Task statement →
Output the line that contains "Please pin the white" and every line after it to the end of the entries, with nothing added or left out.

Data records →
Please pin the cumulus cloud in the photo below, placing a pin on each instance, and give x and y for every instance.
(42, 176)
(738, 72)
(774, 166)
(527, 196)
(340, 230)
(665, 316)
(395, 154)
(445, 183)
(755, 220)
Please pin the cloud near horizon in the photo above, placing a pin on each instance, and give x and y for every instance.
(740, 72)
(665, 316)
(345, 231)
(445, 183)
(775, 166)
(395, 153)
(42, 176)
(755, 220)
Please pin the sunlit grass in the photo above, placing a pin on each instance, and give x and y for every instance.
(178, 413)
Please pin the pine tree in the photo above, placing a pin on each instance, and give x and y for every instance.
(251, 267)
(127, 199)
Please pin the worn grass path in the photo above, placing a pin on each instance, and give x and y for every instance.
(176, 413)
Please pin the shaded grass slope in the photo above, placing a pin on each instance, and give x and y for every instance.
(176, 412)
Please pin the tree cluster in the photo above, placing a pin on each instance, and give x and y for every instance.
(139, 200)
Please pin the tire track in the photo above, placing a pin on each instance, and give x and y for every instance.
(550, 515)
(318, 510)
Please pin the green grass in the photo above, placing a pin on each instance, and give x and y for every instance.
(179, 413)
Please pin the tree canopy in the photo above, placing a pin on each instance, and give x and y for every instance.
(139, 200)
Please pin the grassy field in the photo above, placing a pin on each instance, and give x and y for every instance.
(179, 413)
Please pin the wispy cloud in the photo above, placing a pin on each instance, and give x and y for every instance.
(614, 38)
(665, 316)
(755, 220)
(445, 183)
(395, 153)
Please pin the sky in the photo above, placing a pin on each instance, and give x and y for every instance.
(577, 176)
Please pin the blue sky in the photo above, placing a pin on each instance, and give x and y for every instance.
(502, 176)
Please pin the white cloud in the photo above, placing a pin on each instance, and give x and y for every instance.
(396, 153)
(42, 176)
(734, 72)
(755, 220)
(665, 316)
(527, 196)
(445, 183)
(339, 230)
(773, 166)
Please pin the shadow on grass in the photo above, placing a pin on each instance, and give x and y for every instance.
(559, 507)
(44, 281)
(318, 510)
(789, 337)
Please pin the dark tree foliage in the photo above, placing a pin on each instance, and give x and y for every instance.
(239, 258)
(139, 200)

Solution for this task →
Please pin the white cloud in the photo above, placing a pin on each instance, and give x and y for every instance.
(396, 153)
(42, 176)
(734, 72)
(755, 220)
(665, 316)
(527, 196)
(445, 183)
(339, 230)
(773, 166)
Please pin the shadow on grass in the photo above, placing a pin on each instance, and give x and y for every instance.
(559, 507)
(44, 281)
(318, 510)
(789, 337)
Please pin the dark tree foliage in the photo above, placing a pin on each instance, and give x and y for every instance.
(239, 258)
(139, 200)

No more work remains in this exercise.